• **Exercise requirements**
Copy the entries below exactly, but only from the line containing "Each instance of the window sill" through the final line.

################

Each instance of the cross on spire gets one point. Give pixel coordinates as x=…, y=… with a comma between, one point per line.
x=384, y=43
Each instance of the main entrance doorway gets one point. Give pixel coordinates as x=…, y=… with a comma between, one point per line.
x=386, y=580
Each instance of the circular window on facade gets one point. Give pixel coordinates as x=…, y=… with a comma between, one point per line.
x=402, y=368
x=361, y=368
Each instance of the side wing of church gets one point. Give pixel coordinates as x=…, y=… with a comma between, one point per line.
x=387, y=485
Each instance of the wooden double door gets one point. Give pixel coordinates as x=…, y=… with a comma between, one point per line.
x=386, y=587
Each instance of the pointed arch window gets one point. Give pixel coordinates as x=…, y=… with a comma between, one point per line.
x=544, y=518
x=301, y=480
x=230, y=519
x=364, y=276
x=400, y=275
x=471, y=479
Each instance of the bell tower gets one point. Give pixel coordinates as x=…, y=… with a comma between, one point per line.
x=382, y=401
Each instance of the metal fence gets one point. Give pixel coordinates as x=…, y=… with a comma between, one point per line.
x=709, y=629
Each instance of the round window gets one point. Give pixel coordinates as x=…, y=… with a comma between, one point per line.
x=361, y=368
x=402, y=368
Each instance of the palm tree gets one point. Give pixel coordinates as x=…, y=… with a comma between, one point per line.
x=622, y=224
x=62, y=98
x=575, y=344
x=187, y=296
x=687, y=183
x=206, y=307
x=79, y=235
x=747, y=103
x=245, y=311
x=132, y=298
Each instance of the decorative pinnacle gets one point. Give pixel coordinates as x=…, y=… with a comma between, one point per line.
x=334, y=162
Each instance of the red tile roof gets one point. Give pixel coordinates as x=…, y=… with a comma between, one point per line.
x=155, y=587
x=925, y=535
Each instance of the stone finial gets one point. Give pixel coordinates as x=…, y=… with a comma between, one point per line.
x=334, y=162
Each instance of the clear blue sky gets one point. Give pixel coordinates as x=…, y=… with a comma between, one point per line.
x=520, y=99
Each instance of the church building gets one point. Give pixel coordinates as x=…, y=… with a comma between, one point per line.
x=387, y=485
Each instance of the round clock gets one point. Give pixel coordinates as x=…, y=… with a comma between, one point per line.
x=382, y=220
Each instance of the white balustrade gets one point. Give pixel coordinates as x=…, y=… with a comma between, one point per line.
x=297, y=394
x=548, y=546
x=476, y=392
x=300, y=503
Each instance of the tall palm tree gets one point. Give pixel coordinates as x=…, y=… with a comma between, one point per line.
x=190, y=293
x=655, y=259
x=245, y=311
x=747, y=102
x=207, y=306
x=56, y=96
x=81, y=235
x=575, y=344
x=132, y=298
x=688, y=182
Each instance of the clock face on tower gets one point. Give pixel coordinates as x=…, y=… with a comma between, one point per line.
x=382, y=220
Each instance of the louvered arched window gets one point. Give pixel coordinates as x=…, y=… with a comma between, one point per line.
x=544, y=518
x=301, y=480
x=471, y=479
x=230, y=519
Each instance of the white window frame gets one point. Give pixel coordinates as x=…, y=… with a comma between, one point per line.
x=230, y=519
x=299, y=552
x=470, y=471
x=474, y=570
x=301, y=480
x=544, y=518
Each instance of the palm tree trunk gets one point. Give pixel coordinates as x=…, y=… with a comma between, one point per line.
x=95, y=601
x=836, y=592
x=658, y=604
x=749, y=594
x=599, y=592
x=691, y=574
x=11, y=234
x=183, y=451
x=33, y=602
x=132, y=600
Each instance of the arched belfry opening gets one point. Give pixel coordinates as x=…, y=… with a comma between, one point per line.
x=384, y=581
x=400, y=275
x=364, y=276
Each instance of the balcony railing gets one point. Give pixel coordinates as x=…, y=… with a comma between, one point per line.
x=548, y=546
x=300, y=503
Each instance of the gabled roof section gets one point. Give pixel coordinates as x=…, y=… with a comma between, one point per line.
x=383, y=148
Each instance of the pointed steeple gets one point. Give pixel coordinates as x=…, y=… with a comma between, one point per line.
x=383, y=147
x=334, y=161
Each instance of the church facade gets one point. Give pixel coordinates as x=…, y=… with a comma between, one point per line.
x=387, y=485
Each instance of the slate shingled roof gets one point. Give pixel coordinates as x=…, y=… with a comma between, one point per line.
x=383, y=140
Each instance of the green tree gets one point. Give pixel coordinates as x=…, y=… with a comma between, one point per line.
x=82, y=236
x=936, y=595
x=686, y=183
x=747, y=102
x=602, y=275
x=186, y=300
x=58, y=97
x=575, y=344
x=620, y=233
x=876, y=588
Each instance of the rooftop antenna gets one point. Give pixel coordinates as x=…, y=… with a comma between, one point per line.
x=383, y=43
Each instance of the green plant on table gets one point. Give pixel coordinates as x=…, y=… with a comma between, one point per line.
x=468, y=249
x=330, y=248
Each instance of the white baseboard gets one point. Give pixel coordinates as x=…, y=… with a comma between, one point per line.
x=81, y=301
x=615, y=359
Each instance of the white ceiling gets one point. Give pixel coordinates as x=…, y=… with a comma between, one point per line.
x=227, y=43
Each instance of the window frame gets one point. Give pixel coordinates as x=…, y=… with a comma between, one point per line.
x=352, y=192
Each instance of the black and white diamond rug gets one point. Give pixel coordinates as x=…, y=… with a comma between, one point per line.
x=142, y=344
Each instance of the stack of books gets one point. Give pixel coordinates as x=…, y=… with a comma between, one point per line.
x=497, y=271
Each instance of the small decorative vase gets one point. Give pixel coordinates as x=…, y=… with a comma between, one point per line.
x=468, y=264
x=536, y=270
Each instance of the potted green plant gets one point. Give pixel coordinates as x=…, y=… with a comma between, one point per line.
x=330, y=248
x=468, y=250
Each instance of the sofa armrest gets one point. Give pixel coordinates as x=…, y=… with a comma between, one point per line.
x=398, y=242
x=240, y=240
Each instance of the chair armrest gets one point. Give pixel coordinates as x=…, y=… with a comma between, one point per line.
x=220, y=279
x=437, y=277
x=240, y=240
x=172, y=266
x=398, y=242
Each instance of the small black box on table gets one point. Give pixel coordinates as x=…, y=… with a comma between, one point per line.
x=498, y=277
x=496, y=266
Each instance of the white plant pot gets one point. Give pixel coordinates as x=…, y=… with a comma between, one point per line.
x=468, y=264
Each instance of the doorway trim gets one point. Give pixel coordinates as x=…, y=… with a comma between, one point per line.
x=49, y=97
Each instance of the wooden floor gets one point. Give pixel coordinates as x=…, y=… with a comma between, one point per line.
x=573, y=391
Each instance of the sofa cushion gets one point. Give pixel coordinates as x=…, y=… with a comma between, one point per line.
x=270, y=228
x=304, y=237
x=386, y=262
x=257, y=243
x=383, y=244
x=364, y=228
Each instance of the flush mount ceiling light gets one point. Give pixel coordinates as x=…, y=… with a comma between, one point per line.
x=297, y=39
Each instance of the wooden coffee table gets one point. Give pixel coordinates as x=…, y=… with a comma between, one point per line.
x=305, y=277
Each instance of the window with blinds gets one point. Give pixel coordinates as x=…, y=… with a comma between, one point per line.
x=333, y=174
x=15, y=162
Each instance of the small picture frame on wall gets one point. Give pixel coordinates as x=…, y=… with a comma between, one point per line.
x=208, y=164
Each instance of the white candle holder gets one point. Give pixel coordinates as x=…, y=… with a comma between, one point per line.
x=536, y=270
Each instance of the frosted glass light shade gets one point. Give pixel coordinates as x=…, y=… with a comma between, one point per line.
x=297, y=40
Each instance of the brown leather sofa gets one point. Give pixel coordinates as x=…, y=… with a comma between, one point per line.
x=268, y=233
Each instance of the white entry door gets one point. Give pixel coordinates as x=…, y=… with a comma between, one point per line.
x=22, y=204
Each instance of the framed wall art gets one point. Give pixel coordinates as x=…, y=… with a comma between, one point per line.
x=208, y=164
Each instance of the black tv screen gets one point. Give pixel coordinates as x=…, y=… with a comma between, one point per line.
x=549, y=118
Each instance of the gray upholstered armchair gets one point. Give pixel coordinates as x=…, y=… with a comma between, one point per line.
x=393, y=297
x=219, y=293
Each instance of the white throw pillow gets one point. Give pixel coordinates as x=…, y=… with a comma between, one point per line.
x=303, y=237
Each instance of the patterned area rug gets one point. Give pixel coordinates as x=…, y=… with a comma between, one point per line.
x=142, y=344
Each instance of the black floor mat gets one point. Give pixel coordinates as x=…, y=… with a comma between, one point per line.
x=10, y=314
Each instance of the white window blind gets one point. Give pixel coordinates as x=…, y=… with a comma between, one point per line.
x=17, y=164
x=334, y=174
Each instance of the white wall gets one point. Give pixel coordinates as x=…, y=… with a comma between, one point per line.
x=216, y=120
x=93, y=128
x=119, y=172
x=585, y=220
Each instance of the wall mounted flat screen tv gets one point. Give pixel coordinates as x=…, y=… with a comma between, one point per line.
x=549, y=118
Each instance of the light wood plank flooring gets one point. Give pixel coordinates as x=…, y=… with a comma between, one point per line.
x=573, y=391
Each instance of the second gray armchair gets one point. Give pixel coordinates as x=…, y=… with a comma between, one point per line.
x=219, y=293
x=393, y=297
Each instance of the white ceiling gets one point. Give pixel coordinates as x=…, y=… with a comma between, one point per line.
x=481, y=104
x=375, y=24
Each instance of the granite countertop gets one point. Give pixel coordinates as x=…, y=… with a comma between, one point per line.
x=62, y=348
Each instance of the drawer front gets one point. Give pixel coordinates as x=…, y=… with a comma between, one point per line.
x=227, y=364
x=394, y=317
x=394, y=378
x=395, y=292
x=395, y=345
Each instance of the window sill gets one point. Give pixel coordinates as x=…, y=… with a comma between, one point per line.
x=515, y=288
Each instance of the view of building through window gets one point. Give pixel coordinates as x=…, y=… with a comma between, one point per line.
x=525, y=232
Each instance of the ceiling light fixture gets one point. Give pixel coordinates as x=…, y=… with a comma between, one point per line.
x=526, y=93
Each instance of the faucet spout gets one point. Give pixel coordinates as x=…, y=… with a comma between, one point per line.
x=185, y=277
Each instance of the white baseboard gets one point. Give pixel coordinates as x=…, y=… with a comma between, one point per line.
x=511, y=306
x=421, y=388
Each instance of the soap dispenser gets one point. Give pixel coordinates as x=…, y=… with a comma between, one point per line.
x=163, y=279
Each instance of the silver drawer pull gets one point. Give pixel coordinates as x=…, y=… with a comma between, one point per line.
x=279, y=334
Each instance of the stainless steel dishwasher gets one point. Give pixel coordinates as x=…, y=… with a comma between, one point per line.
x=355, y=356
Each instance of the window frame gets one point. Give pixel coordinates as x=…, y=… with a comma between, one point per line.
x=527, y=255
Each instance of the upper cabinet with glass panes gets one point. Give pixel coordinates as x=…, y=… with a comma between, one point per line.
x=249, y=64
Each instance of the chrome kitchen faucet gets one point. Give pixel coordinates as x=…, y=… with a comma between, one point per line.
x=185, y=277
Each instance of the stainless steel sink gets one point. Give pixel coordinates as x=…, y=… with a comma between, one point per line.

################

• **Result**
Each instance of the window sill gets one point. Give pixel coordinates as x=…, y=… with a comma between, one point per line.
x=515, y=288
Each instance of the view of building through window gets one point. Give pixel coordinates as x=…, y=… with a comma between, one point per line.
x=525, y=232
Each instance of the ceiling light fixture gets one point. Give pixel coordinates as x=…, y=… with a comma between, one point per line.
x=526, y=93
Each instance of the faucet spout gets one point. Give pixel coordinates as x=…, y=… with a comma between, one point per line.
x=185, y=277
Each instance of the white baseboard gets one point. Give pixel coordinates as x=…, y=… with a comma between, one point per line.
x=511, y=306
x=421, y=388
Each instance of the soap dispenser gets one point. Give pixel coordinates as x=…, y=… with a comma between, one point per line.
x=163, y=279
Each instance of the silver drawer pull gets one point. Give pixel coordinates as x=…, y=… with a comma between, one point per line.
x=279, y=334
Each instance of the stainless steel dishwasher gets one point. Give pixel coordinates as x=…, y=… with a comma between, one point per line.
x=355, y=356
Each instance of the window frame gets one point. Give pixel coordinates as x=…, y=… with a comma between, one point per line.
x=527, y=255
Each instance of the upper cabinet with glass panes gets one point. Give pixel coordinates as x=…, y=… with a comma between, one point per line.
x=249, y=64
Each instance of the chrome kitchen faucet gets one point. Give pixel coordinates as x=…, y=… with a comma between, one point per line.
x=185, y=277
Each instance of the stainless steel sink gets one point. Give pixel coordinates as x=…, y=… with a comma between, one point per line.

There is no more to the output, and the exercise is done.